(Dataset entries)

════

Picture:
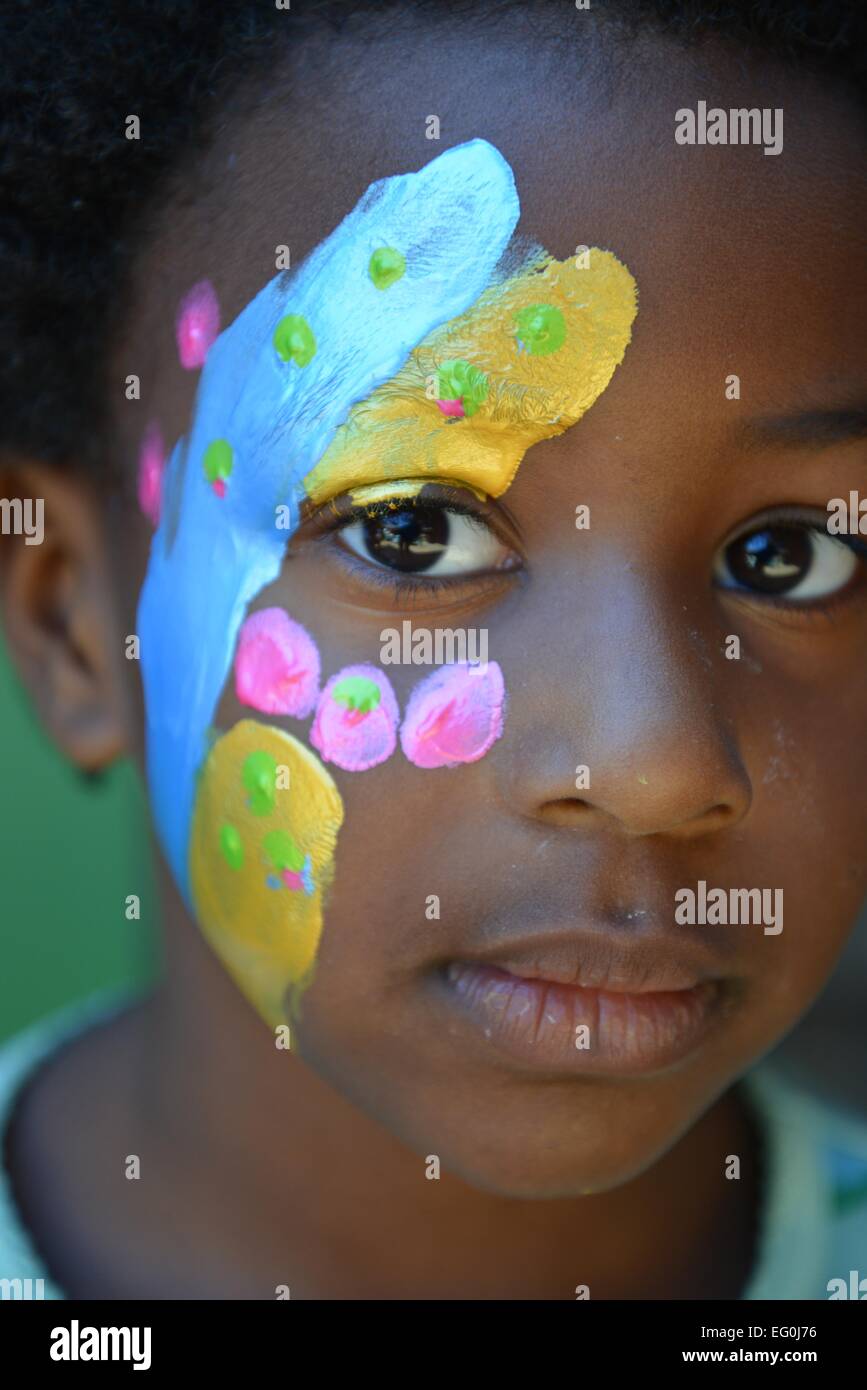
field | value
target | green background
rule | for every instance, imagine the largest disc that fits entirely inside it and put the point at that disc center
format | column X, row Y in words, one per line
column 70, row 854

════

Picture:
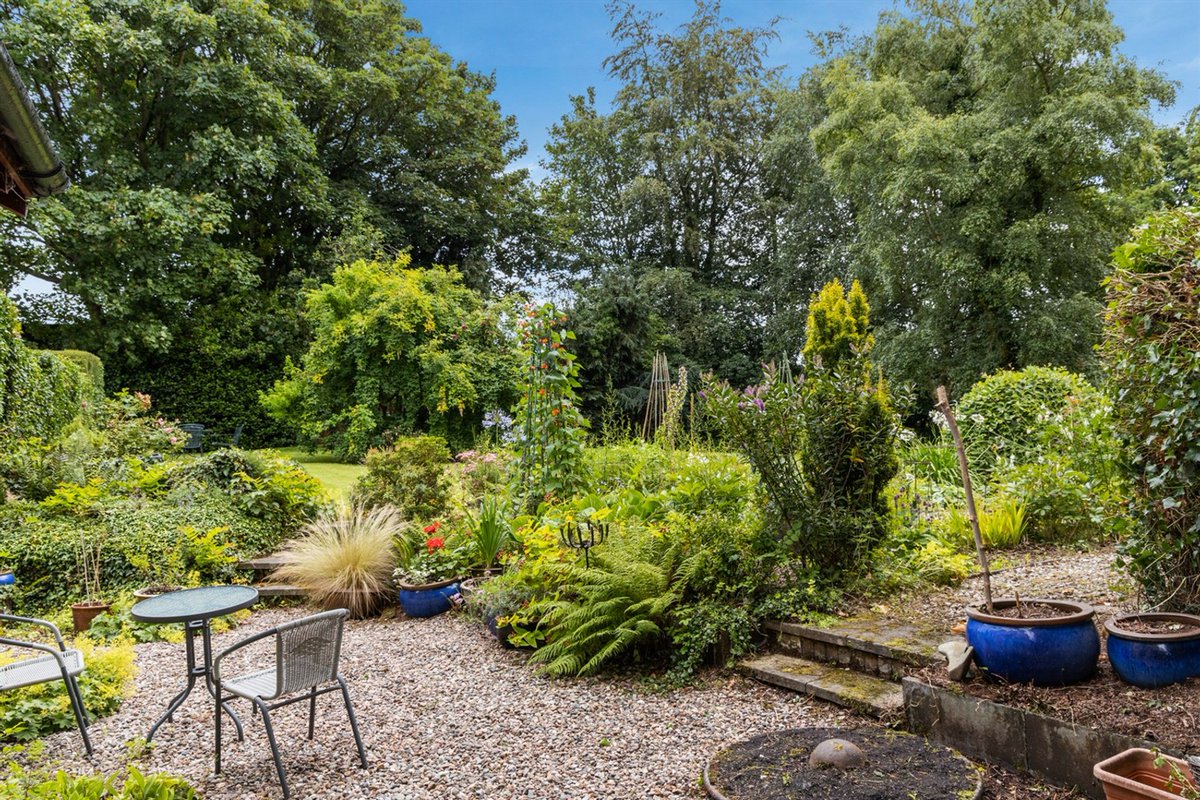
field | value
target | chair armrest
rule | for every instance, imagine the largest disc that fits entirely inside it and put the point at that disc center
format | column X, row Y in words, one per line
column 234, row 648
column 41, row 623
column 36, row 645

════

→ **EXERCISE DESCRIPTION**: Search the data for the string "target" and copy out every line where it is found.

→ **RESPONSE TO THE EXERCISE**:
target | green background
target | chair armrest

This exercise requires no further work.